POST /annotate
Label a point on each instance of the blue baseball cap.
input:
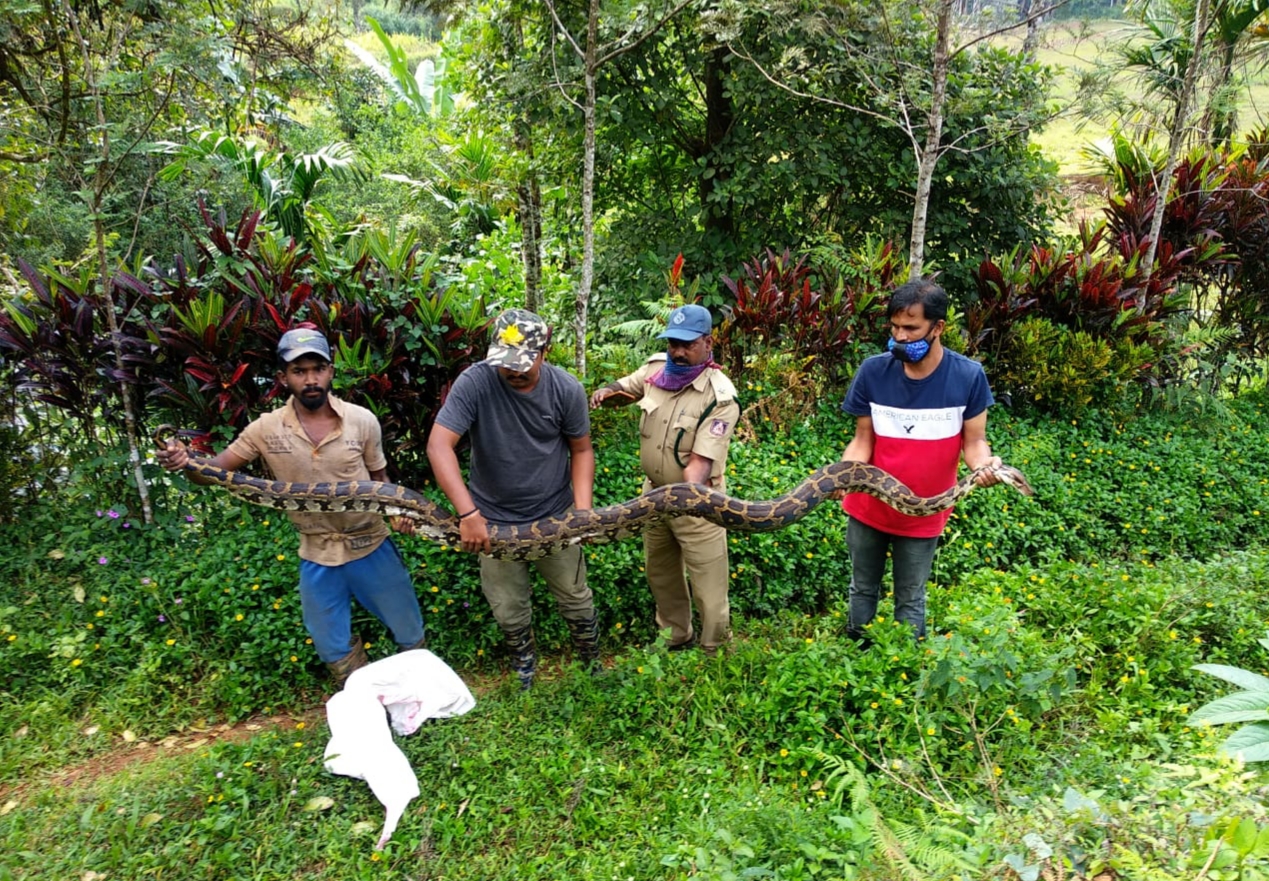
(688, 323)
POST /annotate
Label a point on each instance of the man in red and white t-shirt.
(920, 409)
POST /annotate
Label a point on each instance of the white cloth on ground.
(414, 686)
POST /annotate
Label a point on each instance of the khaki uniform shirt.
(350, 451)
(677, 424)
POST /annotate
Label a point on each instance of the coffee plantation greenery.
(1042, 728)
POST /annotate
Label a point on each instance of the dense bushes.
(204, 602)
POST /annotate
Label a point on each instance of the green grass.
(1064, 635)
(674, 766)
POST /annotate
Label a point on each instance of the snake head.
(165, 434)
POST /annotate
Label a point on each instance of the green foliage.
(1251, 705)
(199, 339)
(1057, 370)
(284, 184)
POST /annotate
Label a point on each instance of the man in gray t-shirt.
(531, 457)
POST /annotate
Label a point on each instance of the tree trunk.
(1024, 14)
(1175, 140)
(529, 197)
(720, 222)
(929, 156)
(588, 191)
(100, 182)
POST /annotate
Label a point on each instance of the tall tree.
(1178, 132)
(872, 70)
(642, 23)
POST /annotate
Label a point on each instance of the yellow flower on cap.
(510, 335)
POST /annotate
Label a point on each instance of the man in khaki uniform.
(689, 414)
(312, 438)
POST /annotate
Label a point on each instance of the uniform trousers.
(697, 547)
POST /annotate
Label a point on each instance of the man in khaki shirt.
(315, 437)
(689, 414)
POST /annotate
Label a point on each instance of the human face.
(309, 380)
(689, 353)
(911, 325)
(523, 380)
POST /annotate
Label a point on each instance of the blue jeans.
(378, 582)
(913, 561)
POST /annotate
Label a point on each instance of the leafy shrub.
(199, 339)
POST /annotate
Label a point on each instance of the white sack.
(414, 687)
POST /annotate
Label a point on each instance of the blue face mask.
(909, 352)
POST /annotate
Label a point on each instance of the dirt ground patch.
(132, 752)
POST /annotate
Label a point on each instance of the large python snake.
(543, 537)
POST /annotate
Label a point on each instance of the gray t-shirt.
(520, 460)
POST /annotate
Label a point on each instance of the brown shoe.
(353, 660)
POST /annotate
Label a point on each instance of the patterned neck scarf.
(673, 377)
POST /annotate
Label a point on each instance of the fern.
(916, 851)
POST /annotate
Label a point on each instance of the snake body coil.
(543, 537)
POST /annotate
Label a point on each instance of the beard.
(312, 399)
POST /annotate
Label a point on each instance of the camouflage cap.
(302, 342)
(519, 335)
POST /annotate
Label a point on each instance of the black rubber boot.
(353, 660)
(524, 654)
(420, 644)
(585, 640)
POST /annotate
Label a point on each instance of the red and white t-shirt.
(918, 425)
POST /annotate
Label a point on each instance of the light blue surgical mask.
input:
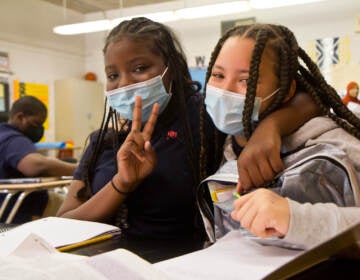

### Task prompt
List every line in the items above that contains the word "mask". Case counts.

### Solution for this task
Label a point on each instance of the blue face mask.
Label a point on each instance of the light blue surgical mask.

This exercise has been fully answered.